Exercise passage:
<<<<
If the manufacturer claims a certain amount of viable CFU after pelleting or after 6 months of storage the producer is only a few samples away from the truth. On the other hand there is no insurance for efficacy. There are too many factors that can compromise efficacy of a product in the field: diseases, nutrition, immune status of the flock, and stress factors in general; as a consequence it is difficult for the poultry producer to evaluate the field efficacy of a given product.
Viability of strains
When selecting for a probiotic it is important to consider the natural abilities of the candidates to inhibit the growth of certain pathogens. In vitro screening is common to quickly detect inhibition between two species of bacteria. It is important to consider that not always the reactions seen in vitrowill be present in the gastrointestinal tract. The gastrointestinal tract is an extremely harsh environment where only well adapted organisms can survive.
Acids, bile salts, digestive enzymes, rapid pH changes, variation in oxygen tension and extreme competition for nutrients will inactivate a large proportion of non-adapted organisms and will certainly limit growth and reproduction of the environmental organisms that are tough enough to resist the gastrointestinal transit. Due to these reasons the best place to initiate screening of potential probiotic candidates is the intestinal tract.
>>>>
In the probiotic passage, where is the best place to begin screening potential probiotic candidates?

Given records:
<<<<
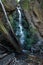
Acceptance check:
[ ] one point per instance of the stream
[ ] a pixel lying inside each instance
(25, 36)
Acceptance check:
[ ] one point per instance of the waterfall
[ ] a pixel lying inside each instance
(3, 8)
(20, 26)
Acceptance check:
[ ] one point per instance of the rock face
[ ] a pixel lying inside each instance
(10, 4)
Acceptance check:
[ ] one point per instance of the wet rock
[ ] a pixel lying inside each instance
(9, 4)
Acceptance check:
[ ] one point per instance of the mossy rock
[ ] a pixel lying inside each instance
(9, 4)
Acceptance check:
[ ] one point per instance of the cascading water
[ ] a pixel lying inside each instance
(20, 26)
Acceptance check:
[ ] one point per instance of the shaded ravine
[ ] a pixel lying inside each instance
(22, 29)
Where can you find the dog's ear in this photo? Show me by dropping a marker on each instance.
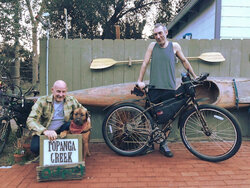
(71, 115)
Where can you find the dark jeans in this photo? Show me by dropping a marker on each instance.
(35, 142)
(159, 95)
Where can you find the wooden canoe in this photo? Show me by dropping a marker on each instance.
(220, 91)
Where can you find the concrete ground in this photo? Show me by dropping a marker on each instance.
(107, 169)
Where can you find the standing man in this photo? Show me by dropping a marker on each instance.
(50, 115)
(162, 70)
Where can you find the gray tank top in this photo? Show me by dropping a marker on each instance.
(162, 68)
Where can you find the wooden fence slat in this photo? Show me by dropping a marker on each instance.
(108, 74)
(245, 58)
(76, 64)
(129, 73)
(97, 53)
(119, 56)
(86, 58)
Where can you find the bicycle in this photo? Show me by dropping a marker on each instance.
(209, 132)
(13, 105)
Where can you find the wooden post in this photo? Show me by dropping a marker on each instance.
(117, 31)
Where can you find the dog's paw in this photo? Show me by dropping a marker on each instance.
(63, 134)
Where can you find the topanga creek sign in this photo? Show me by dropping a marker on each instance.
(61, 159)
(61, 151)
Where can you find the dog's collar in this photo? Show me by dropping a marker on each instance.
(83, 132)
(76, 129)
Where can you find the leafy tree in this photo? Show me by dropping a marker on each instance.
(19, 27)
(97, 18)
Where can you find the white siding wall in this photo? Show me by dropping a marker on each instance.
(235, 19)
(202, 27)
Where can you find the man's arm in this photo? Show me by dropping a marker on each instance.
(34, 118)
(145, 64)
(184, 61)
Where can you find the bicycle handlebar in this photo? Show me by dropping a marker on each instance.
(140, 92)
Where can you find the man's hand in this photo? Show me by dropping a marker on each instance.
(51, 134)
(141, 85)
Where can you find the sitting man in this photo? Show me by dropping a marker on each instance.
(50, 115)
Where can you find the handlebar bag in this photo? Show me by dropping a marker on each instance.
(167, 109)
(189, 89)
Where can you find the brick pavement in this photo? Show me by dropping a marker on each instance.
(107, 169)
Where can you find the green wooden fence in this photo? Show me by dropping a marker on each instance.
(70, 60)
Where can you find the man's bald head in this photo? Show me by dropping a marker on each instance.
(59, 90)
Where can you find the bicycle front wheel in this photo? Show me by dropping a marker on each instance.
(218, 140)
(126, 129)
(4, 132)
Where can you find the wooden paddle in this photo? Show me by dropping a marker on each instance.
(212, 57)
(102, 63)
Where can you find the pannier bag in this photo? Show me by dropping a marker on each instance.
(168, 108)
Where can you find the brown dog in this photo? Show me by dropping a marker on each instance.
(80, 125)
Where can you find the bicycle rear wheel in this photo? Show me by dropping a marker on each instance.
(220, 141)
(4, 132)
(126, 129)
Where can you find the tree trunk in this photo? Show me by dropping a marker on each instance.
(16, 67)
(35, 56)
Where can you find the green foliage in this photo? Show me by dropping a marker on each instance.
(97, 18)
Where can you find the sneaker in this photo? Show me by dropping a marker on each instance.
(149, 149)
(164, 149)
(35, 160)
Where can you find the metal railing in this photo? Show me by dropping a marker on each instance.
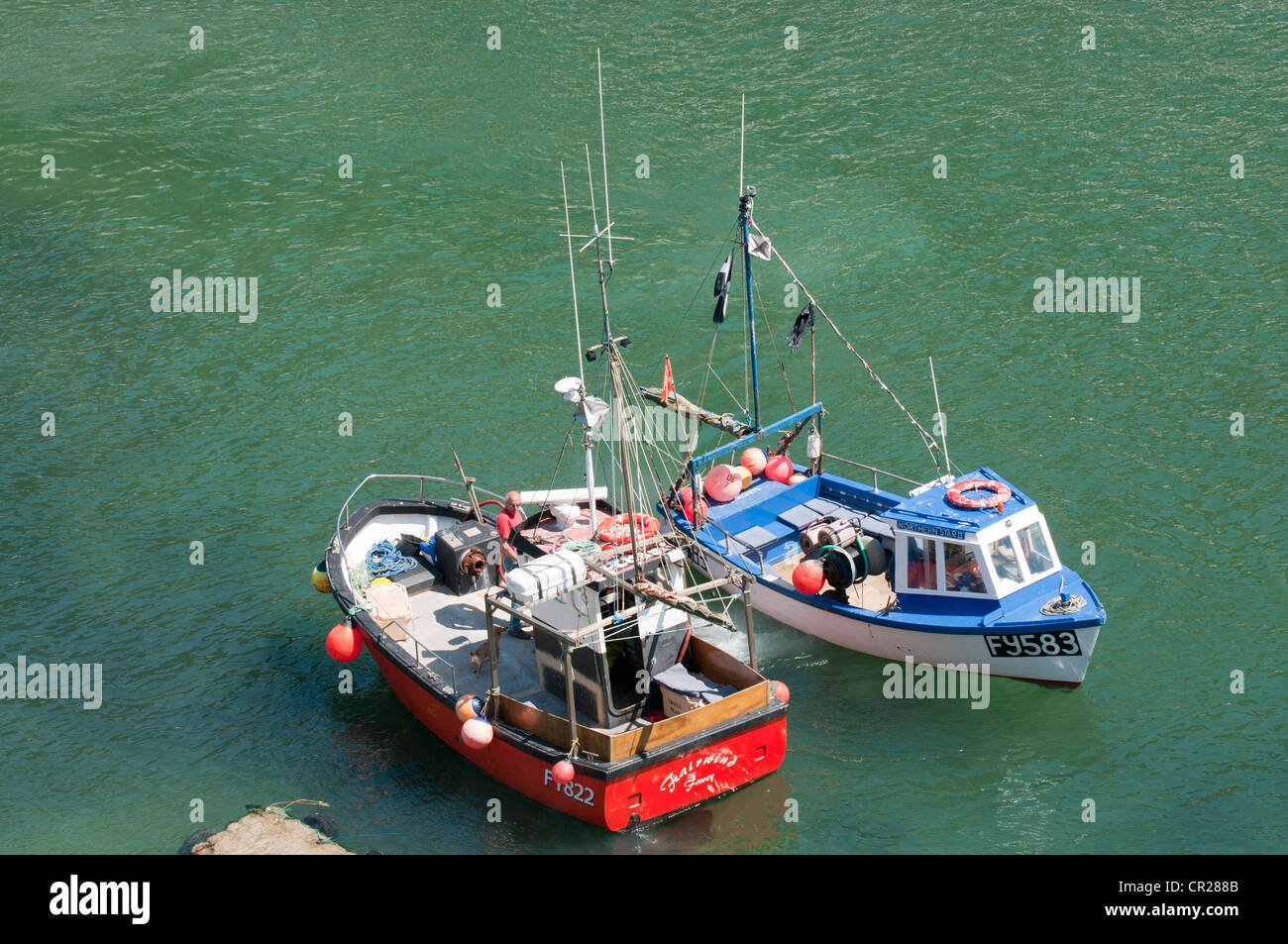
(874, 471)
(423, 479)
>>>>
<<<<
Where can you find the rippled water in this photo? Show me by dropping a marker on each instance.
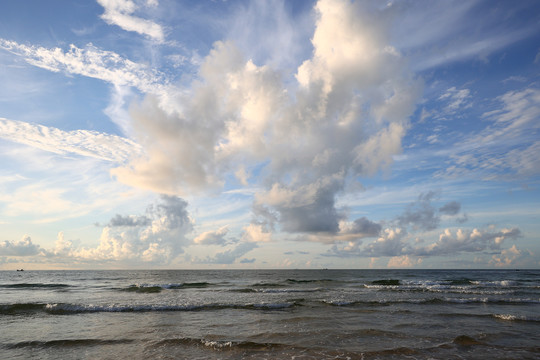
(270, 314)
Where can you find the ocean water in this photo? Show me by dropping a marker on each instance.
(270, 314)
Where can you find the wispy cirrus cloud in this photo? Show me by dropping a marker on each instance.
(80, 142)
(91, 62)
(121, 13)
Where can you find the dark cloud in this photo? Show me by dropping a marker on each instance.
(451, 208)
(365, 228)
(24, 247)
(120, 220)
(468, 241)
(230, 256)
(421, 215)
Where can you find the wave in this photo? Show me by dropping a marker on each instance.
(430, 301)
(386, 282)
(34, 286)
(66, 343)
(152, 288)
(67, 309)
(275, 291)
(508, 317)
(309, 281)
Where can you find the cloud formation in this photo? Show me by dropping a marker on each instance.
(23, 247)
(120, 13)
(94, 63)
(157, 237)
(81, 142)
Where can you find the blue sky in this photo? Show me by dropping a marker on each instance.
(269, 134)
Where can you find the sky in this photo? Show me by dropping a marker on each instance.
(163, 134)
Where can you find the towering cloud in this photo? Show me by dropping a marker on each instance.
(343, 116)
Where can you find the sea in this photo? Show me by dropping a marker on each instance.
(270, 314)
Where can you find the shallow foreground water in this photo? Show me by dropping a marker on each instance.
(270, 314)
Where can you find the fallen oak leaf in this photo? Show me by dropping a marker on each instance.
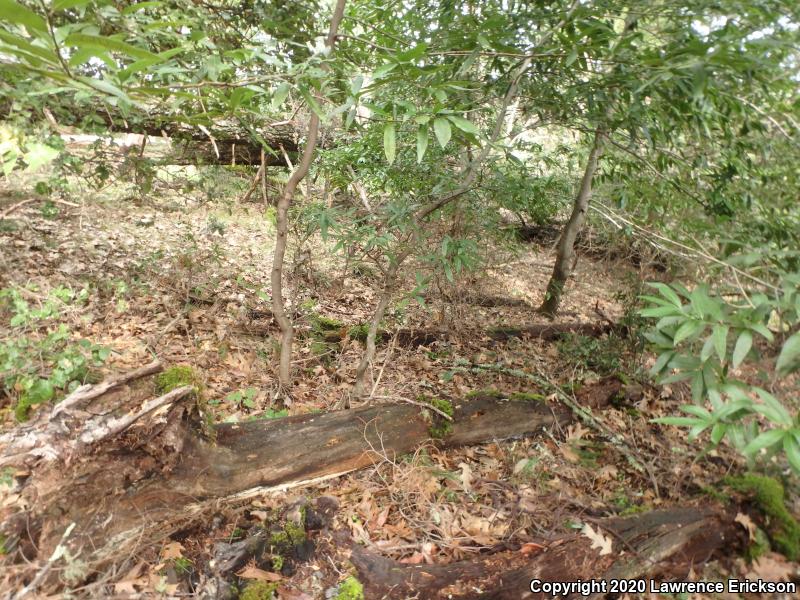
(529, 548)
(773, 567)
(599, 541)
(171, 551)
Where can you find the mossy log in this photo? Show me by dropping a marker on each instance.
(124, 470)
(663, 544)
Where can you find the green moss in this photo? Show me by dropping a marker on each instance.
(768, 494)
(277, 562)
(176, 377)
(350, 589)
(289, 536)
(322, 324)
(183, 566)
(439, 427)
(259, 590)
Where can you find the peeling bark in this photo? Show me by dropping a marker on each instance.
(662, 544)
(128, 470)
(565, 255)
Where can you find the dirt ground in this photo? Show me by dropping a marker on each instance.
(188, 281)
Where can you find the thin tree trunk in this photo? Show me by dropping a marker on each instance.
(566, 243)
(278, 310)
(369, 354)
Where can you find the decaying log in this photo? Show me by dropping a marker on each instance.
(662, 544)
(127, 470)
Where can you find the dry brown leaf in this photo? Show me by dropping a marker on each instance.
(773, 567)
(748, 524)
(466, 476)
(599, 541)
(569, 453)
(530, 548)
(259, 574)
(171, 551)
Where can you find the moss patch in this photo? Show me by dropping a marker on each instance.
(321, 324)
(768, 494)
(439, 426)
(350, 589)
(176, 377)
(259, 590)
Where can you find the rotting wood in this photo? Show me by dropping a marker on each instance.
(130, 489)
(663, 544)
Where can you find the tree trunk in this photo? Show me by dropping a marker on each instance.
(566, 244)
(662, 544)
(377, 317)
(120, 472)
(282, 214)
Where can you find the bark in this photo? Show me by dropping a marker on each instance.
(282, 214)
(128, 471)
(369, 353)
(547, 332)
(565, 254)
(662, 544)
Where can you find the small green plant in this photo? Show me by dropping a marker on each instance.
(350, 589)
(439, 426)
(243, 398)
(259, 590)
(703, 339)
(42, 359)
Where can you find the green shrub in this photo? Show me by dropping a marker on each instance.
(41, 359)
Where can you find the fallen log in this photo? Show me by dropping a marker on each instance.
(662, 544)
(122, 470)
>>>>
Result of this exercise: The intestinal tract.